Object point labels:
** begin **
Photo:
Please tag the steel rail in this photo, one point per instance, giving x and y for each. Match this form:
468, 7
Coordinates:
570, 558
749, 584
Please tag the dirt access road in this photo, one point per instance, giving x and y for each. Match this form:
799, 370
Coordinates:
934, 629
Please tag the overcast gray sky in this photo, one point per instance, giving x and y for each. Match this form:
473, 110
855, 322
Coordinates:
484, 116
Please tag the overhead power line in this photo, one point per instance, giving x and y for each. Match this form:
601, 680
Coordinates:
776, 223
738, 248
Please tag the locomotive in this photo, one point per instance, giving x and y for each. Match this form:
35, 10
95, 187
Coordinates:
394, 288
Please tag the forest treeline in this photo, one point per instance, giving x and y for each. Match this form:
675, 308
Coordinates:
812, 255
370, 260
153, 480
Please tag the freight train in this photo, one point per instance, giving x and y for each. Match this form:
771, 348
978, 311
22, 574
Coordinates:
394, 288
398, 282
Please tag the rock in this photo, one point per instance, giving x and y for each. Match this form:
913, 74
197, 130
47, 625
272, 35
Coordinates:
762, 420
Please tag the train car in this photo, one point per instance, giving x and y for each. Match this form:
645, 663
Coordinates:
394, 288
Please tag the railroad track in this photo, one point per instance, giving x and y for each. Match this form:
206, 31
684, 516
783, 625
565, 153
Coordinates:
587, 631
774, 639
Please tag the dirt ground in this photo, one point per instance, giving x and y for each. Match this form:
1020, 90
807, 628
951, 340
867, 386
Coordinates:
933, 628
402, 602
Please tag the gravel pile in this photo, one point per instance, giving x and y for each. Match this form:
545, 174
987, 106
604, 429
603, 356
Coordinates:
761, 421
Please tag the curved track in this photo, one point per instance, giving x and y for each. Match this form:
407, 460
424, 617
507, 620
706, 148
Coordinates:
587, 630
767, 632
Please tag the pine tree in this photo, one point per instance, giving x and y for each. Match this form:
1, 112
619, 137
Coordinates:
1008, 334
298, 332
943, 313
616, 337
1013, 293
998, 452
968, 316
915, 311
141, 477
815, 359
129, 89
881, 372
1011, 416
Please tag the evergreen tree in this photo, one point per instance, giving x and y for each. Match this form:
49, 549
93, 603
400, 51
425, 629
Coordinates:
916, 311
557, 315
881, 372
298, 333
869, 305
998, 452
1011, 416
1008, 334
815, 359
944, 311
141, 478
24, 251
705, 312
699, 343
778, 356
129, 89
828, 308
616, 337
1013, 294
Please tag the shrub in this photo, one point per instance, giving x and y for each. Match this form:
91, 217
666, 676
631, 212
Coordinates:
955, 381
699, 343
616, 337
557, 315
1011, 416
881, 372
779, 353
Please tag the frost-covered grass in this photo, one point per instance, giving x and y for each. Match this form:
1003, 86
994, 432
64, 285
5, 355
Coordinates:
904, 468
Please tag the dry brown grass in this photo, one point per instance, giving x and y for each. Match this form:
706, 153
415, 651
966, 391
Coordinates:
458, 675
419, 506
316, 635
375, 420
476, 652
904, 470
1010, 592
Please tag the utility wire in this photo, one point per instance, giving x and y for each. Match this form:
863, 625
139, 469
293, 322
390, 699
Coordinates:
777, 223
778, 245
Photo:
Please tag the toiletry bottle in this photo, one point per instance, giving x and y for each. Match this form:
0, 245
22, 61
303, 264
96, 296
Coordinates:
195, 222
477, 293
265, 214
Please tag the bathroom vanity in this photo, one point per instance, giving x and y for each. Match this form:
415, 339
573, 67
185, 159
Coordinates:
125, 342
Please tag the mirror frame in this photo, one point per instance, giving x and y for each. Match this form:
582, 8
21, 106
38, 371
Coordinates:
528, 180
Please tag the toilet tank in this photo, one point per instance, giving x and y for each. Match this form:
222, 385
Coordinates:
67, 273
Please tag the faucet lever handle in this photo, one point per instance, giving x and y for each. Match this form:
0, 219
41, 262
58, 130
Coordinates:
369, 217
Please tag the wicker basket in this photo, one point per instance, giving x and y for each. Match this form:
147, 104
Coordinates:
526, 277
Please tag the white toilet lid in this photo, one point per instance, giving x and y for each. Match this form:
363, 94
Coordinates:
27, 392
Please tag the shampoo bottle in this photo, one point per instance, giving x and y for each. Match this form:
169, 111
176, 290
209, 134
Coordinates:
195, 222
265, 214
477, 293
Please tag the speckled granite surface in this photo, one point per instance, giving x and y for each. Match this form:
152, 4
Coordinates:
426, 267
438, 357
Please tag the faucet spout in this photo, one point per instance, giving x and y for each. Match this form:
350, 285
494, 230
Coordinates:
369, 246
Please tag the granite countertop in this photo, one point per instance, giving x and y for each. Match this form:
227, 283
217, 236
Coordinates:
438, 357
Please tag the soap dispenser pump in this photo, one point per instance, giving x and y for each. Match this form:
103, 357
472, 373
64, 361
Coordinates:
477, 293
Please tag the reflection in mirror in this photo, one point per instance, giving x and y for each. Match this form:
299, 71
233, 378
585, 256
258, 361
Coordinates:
** end **
All of the data above should be transcribed exactly.

Photo:
Please tag the steel rail in this photo, one point per instance, giving x and y for each. Match this form:
468, 7
Coordinates:
570, 558
749, 584
Please tag the dirt access road in this photo, one point per instance, giving x and y for each. Match this form:
799, 370
Coordinates:
934, 629
Please tag the overcast gray sky in this photo, one point per instance, giving x and y for each. Match this form:
473, 110
855, 322
Coordinates:
484, 116
Please tag the overhead power line in this photo, one point per instance, giving x and y for each. Match this form:
601, 680
Coordinates:
776, 223
738, 248
Please tag the locomotive in this photo, one point per instance, giving x and y for each. Match this form:
35, 10
95, 187
Coordinates:
394, 288
Please tag the forest treeline in this photo, one point per instance, giving x and y for each. Match this form:
675, 308
Coordinates:
812, 255
370, 260
153, 480
Please tag the freight train in this photo, one point per instance, giving x and y for each. Match this form:
771, 348
978, 311
22, 574
Coordinates:
394, 288
398, 282
Please tag the rock in this photo, one point per instance, giving x and y for each. Match this form:
913, 74
197, 130
47, 625
272, 35
Coordinates:
762, 420
Please tag the train car in this photo, one point per instance, giving x and y for each. Match this form:
645, 663
Coordinates:
394, 288
Please tag the railroad track in this photo, one point per instance, giving x and y for each. Match this form:
206, 31
684, 516
783, 625
565, 153
Coordinates:
587, 631
774, 639
Please tag the dirt ground in this photo, one point per instance, giving x and y for each. Match this form:
1020, 90
807, 628
951, 340
867, 386
Coordinates:
933, 628
402, 602
Please tag the gravel pile in this photo, one point per instance, giving x and y for each. Match this form:
545, 174
987, 106
604, 429
603, 356
Coordinates:
761, 421
Please tag the curved track in this photo, one point per instance, giving x and y for each. Match this form:
407, 460
424, 617
507, 620
706, 148
Coordinates:
587, 630
767, 632
Please tag the pine tree in this photo, one point per instance, giving x and y for each. Match this form:
1, 112
619, 137
Coordinates:
1008, 334
298, 332
943, 313
616, 337
1013, 293
998, 452
968, 316
915, 311
141, 477
815, 359
129, 89
881, 372
1011, 416
Please tag the evergreen tree in this photo, one point per instance, giving x and y for each. Match this form:
49, 549
93, 603
400, 51
425, 629
Coordinates:
916, 311
557, 315
881, 372
298, 333
869, 305
998, 452
1011, 416
1008, 334
815, 359
944, 311
141, 478
24, 251
705, 312
699, 343
778, 356
129, 89
828, 308
616, 337
1013, 294
Please tag the shrub in this photo, one point per instance, giving x and y for each. Match this form:
91, 217
666, 676
631, 212
Coordinates:
955, 381
699, 343
616, 337
557, 315
1011, 416
881, 372
779, 353
Please tag the frost-covered grass in this photo, one point per instance, giving x and y for each. Match this form:
1003, 86
994, 432
64, 285
5, 355
Coordinates:
904, 468
Please tag the dry brown grass in this photo, one point per instance, giving x and y for each. Match this form:
706, 153
415, 651
966, 391
Coordinates:
458, 675
419, 506
316, 635
375, 420
476, 652
904, 470
1010, 592
Please tag the utility wire in this photo, one point per instance, giving x and y for each. Match this form:
863, 625
139, 469
293, 322
390, 699
Coordinates:
777, 223
778, 245
Photo:
Please tag the toiletry bottle in this photo, one point per instance, giving x and y for each. Match this form:
0, 245
22, 61
303, 264
96, 296
Coordinates:
195, 222
477, 293
265, 214
Please tag the bathroom vanity in this photo, one point per instance, giving x and y for each. Match this form:
415, 339
573, 67
185, 159
Coordinates:
125, 342
Please tag the mirror frame in this photo, one point per instance, giving x and y for each. Match this form:
582, 8
21, 106
38, 371
Coordinates:
528, 180
Please tag the toilet tank in this photo, one point per instance, giving x and y for each. Match this form:
222, 385
Coordinates:
67, 273
Please tag the faucet lever handle in this photo, one point per instance, giving x and y for each. Match this form:
0, 219
41, 262
58, 130
Coordinates:
369, 217
Please tag the wicker basket in this photo, one point per instance, giving x and y for each. Match this form:
147, 104
Coordinates:
526, 277
Please tag the white toilet lid in this photo, one point per instance, giving x and y for each. Match this form:
363, 94
Coordinates:
27, 392
Please tag the shampoo bottle in this photo, one point per instance, giving x and y for each. Match this form:
169, 111
176, 290
209, 134
Coordinates:
195, 222
265, 214
477, 293
Please tag the speckled granite surface in this photo, one point per instance, giving x and y for each. Match this form:
152, 4
Coordinates:
426, 267
438, 357
Please tag the faucet spout in this photo, one point per instance, giving x and y for each. Match this form:
350, 285
494, 230
Coordinates:
369, 246
Please tag the granite countertop in this photo, one point per instance, giving x and y for each. Match this form:
227, 283
217, 236
Coordinates:
438, 357
Please tag the soap dispenser pump in this photo, one point per instance, giving x and y for each. Match this form:
103, 357
472, 373
64, 361
Coordinates:
477, 293
Please tag the reflection in mirror in this photo, one point per instance, giving x and y for each. Match this form:
299, 71
233, 378
585, 256
258, 361
Coordinates:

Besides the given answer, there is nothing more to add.